■ Directive ■
Print the data below line for line, changing nothing.

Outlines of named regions
--- Begin ---
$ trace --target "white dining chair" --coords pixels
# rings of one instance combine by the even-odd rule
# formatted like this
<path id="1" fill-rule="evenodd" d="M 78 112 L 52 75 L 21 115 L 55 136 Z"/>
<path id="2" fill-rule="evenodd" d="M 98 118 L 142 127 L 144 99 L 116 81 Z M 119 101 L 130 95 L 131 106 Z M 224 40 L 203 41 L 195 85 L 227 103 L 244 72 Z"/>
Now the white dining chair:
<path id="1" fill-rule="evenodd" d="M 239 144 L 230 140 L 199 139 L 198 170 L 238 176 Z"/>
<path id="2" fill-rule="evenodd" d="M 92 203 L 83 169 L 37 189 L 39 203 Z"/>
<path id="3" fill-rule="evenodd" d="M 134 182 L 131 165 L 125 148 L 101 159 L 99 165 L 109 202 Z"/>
--- End ---
■ Expected answer ■
$ trace --target "white dining chair" --coords pixels
# rings of one instance combine by the even-odd rule
# formatted like this
<path id="1" fill-rule="evenodd" d="M 78 112 L 52 75 L 21 115 L 55 136 Z"/>
<path id="2" fill-rule="evenodd" d="M 98 118 L 142 127 L 144 99 L 116 81 Z M 119 101 L 130 95 L 131 106 Z M 224 40 L 203 41 L 195 85 L 227 103 L 244 72 Z"/>
Now the white dining chair:
<path id="1" fill-rule="evenodd" d="M 239 144 L 230 140 L 199 139 L 198 170 L 238 176 Z"/>
<path id="2" fill-rule="evenodd" d="M 92 203 L 83 169 L 37 189 L 39 203 Z"/>
<path id="3" fill-rule="evenodd" d="M 134 182 L 131 165 L 125 148 L 101 159 L 99 165 L 109 202 Z"/>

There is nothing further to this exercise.